Bilancio del 2° anno universitario.
Oggi ho deciso di mettere un primo punto in questa ultima fase con l’università, di lasciare traccia di questo secondo anno che per diversi aspetti è stato molto importante. Se il primo anno è stato quello che mi ha permesso di fare una dinamica metastorica con la scuola per riattraversare nodi profondi e antichi, questo anno l’ho sentito più di interramento verso una me che non è più solo la diciannovenne incazzata di allora, ma anche la donna che sta ricontattando una dimensione più profonda, forse più originaria, più vicina all’ontologico… sto iniziando a conoscermi e a piacermi.
Sono contenta dei risultati ottenuti fin qua, da febbraio fino ad oggi è stato impegnativo e in alcuni momenti anche sfiancante, ma voglio benedire questa importante dinamica con l’università che mi ha permesso di stare con me, di perseverare su qualcosa che io stessa probabilmente non avrei mai creduto di riuscire a fare. Per settembre mi sono lasciata quattro esami e poi chiuderò questo secondo anno da studentessa. È vero non è concluso questo viaggio, ma nel procedere incerto e un giorno alla volta ho realizzato che è più semplice perseguire il proprio globale massimo, che non significa meno difficile, ma le difficoltà si sbrogliano cammin facendo.

__Dati forniti__:
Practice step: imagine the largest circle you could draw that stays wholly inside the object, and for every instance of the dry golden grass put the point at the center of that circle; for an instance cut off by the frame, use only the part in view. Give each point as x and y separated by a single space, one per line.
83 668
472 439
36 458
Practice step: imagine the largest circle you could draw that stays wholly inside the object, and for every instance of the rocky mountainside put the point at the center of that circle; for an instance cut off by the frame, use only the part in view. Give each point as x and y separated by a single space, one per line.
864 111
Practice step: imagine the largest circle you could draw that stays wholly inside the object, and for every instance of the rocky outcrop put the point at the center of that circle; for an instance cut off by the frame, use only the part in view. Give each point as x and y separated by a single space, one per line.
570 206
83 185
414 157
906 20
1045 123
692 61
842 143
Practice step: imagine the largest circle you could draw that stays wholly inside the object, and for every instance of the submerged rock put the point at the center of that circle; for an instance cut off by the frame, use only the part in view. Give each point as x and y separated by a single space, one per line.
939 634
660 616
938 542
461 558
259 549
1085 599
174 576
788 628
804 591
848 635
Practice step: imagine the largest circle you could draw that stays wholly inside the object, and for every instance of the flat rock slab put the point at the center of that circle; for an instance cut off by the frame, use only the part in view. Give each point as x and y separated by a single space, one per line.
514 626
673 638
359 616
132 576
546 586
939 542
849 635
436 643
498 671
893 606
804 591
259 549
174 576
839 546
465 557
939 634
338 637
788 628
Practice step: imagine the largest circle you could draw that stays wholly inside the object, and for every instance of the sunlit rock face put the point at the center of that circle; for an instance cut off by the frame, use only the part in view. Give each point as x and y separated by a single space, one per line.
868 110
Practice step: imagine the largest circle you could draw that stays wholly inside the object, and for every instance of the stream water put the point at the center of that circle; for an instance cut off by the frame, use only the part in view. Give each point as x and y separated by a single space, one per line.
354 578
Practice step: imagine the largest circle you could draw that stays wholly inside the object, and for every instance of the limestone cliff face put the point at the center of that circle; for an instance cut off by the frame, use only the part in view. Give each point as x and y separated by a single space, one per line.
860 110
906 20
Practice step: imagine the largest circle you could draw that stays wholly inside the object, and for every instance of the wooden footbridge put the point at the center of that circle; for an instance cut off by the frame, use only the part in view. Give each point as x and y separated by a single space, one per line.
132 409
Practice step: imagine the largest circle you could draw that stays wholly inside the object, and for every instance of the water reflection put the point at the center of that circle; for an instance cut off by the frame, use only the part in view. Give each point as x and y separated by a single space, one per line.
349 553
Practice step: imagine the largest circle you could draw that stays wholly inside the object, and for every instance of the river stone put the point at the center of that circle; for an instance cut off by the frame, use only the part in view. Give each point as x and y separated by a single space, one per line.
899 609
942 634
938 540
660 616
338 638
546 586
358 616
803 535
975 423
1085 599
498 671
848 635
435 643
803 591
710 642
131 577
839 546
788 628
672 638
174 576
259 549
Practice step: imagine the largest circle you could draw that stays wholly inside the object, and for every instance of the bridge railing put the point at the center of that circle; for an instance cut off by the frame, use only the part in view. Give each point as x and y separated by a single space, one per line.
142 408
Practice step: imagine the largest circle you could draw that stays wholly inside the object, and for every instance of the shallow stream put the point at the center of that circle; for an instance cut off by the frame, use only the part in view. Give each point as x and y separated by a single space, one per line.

__Istruzioni__: Ricopia fedelmente il tratto del brano sul secondo anno universitario che comincia con "Bilancio del 2°" e finisce con "e a piacermi.".

__Risposta corretta__:
Bilancio del 2° anno universitario.
Oggi ho deciso di mettere un primo punto in questa ultima fase con l’università, di lasciare traccia di questo secondo anno che per diversi aspetti è stato molto importante. Se il primo anno è stato quello che mi ha permesso di fare una dinamica metastorica con la scuola per riattraversare nodi profondi e antichi, questo anno l’ho sentito più di interramento verso una me che non è più solo la diciannovenne incazzata di allora, ma anche la donna che sta ricontattando una dimensione più profonda, forse più originaria, più vicina all’ontologico… sto iniziando a conoscermi e a piacermi.